*EXERCISE DIRECTIONS*
Locate each line in the items below that contains the string "fence", and copy those lines out in full.

(Items from a dataset)
☆ ☆ ☆

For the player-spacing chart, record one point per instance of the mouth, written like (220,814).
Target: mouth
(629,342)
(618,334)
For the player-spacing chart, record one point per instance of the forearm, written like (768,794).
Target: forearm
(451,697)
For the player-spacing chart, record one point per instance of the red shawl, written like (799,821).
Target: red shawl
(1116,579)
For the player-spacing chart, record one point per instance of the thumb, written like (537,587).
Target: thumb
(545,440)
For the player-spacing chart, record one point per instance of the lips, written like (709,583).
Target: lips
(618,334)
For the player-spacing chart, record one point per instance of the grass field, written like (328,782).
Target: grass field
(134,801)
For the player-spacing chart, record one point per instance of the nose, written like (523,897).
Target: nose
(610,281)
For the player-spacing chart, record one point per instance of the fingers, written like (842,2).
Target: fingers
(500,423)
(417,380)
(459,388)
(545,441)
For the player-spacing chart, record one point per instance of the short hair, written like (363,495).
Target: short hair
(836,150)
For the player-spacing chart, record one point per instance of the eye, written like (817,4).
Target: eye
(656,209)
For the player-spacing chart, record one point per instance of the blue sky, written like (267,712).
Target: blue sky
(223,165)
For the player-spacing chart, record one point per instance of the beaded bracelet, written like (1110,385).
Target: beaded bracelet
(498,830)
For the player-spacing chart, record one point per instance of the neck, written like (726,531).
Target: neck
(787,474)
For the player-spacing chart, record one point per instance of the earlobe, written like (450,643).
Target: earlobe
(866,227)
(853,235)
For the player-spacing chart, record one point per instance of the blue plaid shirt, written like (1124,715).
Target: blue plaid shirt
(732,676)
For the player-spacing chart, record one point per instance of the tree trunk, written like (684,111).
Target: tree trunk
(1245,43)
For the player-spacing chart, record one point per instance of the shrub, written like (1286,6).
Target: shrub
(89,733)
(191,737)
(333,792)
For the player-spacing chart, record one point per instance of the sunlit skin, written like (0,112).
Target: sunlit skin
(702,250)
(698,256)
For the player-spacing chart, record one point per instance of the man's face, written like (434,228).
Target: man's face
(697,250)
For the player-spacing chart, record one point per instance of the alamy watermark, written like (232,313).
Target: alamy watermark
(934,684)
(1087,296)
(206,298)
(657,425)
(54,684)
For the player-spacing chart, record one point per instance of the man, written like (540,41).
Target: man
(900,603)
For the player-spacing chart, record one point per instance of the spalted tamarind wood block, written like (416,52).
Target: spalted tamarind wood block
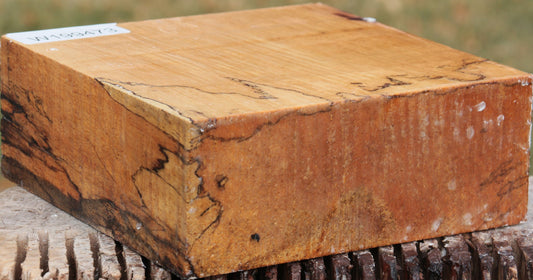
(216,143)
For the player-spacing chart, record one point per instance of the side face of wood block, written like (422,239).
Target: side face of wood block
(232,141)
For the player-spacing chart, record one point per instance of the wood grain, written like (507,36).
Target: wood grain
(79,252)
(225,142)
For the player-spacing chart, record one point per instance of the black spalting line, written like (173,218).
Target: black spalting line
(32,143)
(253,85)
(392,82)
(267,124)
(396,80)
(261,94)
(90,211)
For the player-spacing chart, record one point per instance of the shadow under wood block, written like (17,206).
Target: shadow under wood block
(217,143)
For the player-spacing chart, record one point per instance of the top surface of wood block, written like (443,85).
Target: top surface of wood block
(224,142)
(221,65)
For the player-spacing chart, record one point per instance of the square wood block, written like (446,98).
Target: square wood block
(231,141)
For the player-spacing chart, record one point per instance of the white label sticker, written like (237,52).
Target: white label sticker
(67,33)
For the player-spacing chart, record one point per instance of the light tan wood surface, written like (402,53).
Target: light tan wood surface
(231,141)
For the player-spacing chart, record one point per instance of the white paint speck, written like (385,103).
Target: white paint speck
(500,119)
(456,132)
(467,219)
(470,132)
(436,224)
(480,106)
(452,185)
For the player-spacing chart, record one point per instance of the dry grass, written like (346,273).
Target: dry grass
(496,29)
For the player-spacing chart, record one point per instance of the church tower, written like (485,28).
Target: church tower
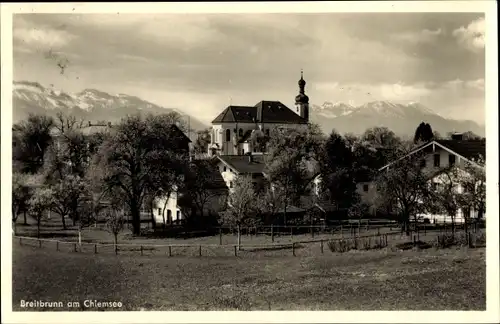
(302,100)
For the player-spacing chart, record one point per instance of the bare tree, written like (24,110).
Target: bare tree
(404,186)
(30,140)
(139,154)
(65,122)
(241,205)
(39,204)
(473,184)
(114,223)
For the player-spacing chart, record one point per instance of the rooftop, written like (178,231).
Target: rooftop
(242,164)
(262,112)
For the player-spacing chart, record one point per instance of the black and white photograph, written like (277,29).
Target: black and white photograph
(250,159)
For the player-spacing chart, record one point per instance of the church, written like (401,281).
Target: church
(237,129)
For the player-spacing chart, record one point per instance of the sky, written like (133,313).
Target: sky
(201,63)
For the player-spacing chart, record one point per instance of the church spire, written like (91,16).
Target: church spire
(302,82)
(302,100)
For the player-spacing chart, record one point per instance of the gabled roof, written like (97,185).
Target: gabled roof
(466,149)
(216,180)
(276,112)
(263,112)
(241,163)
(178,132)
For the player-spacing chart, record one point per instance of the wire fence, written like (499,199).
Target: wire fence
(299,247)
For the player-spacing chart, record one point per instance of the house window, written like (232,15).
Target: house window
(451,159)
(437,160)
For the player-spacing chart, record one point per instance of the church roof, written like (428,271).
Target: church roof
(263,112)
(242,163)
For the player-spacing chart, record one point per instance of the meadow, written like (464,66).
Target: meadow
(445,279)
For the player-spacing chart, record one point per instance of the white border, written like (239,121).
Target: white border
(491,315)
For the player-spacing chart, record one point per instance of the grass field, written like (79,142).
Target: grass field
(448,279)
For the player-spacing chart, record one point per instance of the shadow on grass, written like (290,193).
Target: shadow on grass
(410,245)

☆ ☆ ☆

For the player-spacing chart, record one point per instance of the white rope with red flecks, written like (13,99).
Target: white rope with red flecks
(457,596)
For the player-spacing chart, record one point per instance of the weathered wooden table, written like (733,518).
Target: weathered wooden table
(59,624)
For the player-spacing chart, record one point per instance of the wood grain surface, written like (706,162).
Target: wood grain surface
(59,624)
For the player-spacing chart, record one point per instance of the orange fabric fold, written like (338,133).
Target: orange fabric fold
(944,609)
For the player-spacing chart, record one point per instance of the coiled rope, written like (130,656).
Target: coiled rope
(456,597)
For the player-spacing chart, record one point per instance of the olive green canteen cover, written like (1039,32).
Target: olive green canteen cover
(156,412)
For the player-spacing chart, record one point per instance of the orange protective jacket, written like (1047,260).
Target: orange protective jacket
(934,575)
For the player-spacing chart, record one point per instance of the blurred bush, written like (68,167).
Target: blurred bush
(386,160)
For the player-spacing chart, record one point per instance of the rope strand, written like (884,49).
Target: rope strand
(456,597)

☆ ☆ ☆

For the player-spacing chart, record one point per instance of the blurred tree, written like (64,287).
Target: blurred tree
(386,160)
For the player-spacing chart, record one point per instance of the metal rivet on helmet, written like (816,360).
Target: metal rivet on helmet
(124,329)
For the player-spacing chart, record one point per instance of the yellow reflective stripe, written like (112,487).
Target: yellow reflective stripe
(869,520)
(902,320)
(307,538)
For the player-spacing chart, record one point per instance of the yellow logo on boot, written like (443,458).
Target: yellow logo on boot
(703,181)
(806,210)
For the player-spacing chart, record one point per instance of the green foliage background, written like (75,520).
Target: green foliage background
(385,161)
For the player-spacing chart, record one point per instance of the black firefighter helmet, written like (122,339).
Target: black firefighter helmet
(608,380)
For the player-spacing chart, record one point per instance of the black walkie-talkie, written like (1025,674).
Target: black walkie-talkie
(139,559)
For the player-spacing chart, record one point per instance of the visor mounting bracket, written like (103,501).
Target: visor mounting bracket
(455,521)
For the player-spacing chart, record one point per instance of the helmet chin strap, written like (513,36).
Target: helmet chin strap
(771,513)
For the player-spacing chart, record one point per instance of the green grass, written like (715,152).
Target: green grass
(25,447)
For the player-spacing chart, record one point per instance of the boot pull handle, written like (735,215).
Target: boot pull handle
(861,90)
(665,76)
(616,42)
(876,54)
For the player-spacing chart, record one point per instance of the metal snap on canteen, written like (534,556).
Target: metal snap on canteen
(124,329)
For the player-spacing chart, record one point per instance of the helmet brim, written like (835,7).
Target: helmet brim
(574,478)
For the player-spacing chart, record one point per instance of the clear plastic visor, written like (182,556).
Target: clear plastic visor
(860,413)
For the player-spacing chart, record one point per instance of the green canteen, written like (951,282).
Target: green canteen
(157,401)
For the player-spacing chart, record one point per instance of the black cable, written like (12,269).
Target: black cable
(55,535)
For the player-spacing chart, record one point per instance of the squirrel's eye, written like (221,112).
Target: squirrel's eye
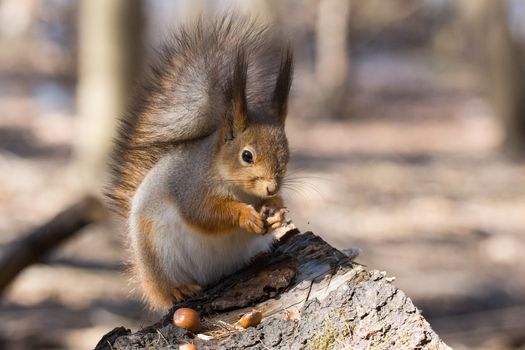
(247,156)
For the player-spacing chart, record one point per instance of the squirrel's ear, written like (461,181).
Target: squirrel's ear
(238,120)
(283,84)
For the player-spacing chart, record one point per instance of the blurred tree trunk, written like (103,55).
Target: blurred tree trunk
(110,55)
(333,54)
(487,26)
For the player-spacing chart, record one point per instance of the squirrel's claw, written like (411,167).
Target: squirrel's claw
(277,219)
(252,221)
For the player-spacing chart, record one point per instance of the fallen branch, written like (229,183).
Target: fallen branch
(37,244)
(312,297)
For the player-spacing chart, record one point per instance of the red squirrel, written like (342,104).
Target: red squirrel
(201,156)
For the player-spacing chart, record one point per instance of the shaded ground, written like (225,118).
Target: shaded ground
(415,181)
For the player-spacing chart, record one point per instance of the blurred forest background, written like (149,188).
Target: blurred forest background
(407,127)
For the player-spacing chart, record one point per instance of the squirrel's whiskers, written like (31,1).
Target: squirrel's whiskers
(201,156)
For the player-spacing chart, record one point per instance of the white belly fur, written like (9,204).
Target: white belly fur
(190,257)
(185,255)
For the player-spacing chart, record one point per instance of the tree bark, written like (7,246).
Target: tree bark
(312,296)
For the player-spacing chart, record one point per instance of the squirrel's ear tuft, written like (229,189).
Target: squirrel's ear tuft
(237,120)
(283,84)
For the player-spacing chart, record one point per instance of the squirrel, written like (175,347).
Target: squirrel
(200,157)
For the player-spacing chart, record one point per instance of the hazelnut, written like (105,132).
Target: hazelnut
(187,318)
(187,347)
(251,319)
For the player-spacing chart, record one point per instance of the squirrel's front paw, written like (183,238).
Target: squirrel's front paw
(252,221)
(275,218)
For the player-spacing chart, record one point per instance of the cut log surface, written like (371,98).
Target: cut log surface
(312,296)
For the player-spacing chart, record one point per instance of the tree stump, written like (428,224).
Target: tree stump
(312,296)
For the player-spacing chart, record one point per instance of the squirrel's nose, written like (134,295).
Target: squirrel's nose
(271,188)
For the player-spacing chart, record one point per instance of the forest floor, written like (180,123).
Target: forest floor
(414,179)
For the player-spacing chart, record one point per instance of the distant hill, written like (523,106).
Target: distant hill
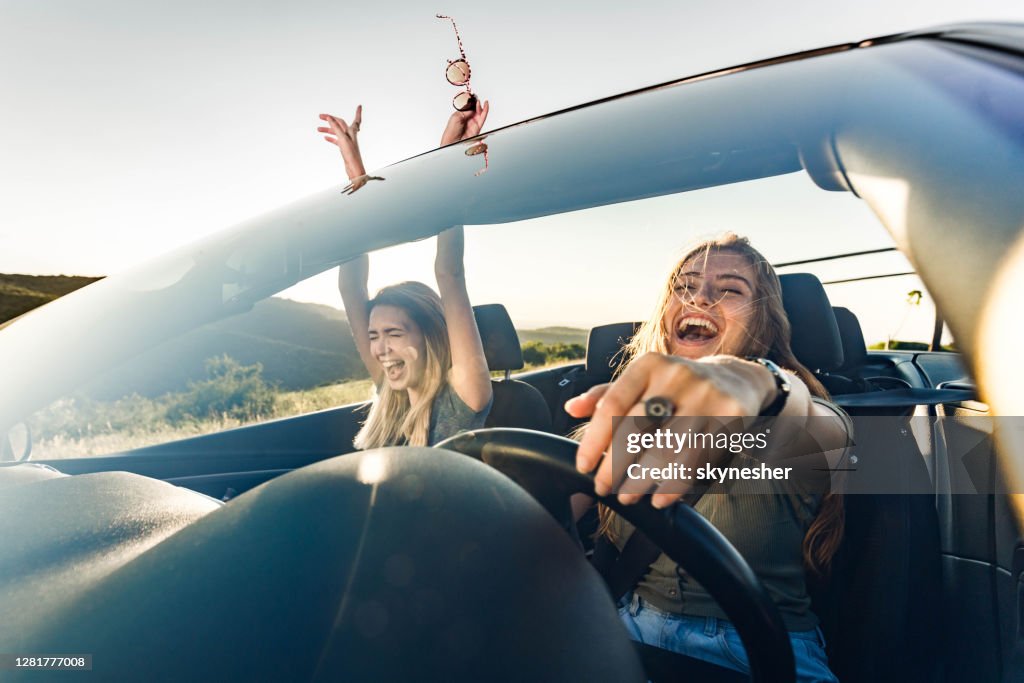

☆ ☆ ☆

*CORRECT ANSWER*
For the player-spacing chart, record one point per instance of the wire fence, written like (499,199).
Target: wire fence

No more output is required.